WORK INSTRUCTIONS:
Please pick out and copy every line in the items below that contains the word "person". Case counts.

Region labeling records
——————————

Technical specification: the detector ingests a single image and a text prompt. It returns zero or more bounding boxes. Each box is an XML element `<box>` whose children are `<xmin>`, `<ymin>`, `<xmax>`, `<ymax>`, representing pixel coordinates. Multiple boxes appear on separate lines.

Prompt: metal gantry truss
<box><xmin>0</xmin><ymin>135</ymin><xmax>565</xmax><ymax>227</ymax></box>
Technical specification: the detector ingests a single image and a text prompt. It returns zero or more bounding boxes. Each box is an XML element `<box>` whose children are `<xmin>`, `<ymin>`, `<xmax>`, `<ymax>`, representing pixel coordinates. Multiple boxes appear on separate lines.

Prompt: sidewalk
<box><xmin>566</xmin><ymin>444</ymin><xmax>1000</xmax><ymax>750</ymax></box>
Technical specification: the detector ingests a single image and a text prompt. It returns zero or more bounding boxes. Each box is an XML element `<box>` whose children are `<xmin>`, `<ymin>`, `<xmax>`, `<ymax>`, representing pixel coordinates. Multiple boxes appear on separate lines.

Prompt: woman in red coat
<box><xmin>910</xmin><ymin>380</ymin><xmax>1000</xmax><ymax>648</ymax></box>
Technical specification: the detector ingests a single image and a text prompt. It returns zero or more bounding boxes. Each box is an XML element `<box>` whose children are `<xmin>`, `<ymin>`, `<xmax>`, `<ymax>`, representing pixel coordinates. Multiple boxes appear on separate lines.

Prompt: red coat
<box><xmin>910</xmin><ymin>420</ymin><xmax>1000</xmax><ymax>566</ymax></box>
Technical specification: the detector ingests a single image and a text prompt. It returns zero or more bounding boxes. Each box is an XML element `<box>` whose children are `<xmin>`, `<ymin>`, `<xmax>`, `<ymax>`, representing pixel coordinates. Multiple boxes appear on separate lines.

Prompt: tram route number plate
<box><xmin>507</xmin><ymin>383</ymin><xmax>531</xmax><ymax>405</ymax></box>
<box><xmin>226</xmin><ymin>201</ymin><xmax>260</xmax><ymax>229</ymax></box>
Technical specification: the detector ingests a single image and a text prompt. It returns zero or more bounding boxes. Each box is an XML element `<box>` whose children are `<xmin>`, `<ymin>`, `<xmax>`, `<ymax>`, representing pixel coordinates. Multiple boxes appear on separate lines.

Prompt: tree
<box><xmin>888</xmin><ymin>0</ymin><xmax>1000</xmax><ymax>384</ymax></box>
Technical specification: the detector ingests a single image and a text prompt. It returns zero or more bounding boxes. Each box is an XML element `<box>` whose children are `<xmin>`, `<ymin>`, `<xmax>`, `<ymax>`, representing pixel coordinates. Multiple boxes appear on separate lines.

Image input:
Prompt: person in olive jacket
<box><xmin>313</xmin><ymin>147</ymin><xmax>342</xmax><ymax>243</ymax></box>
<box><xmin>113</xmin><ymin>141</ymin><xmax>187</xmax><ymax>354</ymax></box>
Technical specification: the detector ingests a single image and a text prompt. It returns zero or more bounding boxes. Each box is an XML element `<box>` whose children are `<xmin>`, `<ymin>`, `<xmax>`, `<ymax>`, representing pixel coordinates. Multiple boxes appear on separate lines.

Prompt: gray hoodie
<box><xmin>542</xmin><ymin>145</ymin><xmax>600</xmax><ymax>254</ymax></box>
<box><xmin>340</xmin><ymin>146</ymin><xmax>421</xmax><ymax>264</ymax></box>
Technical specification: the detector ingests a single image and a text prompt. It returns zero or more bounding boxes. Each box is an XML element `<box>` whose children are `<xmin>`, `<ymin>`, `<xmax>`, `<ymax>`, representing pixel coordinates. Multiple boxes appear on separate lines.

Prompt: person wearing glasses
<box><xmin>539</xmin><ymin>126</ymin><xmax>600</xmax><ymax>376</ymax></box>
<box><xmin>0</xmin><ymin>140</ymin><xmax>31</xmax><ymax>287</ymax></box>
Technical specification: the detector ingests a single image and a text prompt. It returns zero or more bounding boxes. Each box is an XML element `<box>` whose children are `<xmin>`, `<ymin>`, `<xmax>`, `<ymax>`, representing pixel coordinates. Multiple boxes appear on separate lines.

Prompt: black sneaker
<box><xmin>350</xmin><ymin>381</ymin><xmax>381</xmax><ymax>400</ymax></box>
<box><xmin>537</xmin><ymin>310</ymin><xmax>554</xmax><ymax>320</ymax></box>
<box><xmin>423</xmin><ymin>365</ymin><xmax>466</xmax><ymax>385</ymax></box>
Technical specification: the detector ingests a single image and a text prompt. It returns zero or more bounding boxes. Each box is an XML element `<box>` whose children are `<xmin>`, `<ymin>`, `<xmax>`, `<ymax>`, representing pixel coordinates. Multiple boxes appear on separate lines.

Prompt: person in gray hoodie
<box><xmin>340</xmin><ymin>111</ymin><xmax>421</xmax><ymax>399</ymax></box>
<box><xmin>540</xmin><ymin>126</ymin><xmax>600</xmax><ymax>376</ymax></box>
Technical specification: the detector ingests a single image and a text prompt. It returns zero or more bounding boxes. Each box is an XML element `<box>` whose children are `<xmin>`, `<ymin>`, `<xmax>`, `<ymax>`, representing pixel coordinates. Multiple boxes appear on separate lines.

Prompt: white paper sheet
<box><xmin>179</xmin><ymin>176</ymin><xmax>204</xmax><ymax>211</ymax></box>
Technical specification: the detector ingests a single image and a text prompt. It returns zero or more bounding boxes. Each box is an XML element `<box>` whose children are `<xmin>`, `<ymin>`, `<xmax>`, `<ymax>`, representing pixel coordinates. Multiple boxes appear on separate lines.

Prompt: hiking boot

——————————

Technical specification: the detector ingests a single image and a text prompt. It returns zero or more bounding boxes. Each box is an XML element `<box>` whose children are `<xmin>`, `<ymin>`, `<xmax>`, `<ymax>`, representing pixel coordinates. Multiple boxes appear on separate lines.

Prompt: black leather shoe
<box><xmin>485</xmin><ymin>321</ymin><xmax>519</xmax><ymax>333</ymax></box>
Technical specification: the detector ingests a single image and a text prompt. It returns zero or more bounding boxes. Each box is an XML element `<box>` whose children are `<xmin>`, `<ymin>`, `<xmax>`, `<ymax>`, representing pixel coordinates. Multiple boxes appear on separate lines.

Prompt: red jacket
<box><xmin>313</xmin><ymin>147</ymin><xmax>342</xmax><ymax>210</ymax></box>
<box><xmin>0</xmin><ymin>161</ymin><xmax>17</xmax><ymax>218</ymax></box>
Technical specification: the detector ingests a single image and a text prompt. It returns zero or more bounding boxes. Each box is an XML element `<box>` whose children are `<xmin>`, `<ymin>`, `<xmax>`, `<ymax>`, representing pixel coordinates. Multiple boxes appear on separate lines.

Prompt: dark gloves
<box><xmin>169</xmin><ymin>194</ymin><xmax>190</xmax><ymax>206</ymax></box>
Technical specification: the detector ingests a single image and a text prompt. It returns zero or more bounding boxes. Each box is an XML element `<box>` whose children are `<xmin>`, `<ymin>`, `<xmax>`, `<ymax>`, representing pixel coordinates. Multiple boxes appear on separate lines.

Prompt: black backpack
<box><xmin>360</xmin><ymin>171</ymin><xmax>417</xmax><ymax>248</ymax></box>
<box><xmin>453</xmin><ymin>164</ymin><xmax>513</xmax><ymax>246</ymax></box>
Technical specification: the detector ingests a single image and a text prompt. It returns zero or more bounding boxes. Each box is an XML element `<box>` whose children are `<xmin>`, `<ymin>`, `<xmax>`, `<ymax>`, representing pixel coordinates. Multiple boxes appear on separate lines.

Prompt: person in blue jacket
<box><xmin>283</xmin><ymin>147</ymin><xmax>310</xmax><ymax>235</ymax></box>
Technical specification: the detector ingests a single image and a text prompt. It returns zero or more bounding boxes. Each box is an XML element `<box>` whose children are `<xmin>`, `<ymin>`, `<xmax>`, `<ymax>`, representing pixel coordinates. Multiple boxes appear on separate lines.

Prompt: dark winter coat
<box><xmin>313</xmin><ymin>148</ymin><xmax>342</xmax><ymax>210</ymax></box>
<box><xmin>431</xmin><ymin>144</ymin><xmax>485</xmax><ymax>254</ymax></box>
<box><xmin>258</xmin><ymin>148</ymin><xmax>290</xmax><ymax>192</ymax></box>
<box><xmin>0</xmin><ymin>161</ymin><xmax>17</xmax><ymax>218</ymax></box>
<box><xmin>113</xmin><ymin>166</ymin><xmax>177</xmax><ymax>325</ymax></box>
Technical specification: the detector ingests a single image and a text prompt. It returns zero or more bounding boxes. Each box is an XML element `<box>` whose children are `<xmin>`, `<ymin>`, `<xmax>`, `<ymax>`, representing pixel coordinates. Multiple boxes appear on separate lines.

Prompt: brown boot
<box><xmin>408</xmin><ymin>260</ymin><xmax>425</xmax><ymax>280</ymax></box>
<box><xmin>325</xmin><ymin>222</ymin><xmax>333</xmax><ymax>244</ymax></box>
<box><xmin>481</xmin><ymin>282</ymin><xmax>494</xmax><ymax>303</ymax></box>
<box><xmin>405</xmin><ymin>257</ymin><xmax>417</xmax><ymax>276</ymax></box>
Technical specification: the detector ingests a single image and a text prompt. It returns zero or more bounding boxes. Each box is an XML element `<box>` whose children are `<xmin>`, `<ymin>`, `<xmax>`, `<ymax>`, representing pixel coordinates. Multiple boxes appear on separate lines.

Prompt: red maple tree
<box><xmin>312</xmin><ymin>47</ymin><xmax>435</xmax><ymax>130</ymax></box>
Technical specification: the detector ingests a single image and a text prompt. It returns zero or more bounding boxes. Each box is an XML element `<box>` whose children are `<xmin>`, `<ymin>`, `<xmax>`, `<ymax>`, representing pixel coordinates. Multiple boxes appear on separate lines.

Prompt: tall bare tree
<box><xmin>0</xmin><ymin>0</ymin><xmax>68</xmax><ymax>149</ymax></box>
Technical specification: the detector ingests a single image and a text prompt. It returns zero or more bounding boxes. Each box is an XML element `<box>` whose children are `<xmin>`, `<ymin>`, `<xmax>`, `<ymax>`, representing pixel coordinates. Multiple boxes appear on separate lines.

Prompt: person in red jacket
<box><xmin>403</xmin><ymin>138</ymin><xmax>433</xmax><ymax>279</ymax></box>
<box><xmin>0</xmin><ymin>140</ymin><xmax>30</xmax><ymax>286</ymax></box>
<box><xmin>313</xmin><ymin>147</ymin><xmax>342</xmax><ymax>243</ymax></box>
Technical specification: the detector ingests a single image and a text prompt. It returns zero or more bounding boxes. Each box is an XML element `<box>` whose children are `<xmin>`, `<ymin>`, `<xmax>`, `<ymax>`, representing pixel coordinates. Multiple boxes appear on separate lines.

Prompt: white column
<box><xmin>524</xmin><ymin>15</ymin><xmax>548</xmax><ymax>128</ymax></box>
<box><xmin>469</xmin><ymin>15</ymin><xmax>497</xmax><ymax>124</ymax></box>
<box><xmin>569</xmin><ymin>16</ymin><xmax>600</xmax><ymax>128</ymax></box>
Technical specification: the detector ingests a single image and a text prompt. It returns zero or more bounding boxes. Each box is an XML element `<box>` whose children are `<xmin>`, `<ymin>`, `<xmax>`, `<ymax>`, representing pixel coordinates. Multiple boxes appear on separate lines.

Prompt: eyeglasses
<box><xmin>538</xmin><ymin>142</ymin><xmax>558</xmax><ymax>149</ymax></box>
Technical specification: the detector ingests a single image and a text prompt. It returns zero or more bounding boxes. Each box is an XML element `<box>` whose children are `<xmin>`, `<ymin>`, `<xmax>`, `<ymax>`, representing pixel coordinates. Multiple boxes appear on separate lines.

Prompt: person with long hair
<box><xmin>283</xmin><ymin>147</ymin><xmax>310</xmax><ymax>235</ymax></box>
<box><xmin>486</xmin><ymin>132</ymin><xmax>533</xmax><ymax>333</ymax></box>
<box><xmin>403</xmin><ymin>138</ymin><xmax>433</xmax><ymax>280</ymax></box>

——————————

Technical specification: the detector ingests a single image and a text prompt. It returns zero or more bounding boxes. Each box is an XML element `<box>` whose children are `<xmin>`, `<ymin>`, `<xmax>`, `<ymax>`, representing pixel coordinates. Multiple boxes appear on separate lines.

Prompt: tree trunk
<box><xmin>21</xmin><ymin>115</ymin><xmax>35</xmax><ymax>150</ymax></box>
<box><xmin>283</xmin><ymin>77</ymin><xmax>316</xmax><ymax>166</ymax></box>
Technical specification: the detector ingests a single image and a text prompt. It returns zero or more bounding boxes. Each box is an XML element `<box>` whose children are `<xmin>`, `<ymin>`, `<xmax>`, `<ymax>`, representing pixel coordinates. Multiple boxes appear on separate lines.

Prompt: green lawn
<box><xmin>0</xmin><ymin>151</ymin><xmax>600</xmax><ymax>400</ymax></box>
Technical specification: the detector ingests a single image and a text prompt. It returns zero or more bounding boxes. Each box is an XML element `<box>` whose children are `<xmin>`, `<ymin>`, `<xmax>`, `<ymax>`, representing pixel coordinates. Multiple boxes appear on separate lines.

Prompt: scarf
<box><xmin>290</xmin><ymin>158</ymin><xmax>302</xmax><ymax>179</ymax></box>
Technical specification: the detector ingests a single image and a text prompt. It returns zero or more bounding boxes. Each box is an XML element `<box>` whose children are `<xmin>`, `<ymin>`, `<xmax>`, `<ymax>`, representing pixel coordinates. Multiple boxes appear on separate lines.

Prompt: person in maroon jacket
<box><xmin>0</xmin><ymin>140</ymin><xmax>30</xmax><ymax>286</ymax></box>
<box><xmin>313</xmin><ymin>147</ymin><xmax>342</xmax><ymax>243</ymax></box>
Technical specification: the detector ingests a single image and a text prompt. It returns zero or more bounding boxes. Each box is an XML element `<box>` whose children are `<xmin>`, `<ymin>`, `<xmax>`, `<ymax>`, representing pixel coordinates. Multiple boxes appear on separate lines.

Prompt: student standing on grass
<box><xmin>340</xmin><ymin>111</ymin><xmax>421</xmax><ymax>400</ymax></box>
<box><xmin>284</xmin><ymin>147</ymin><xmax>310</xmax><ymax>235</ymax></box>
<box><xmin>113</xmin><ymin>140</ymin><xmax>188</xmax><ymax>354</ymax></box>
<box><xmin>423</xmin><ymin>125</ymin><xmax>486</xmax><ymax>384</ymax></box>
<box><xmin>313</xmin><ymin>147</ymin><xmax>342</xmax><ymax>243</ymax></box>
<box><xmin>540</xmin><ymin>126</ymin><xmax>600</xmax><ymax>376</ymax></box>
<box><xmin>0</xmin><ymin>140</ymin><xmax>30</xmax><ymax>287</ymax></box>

——————————

IN RESPONSE:
Prompt: person in olive jacket
Prompt: person wearing glasses
Prompt: person in gray hoodie
Prompt: person in blue jacket
Prompt: person in red jacket
Prompt: person with long hair
Prompt: person in maroon jacket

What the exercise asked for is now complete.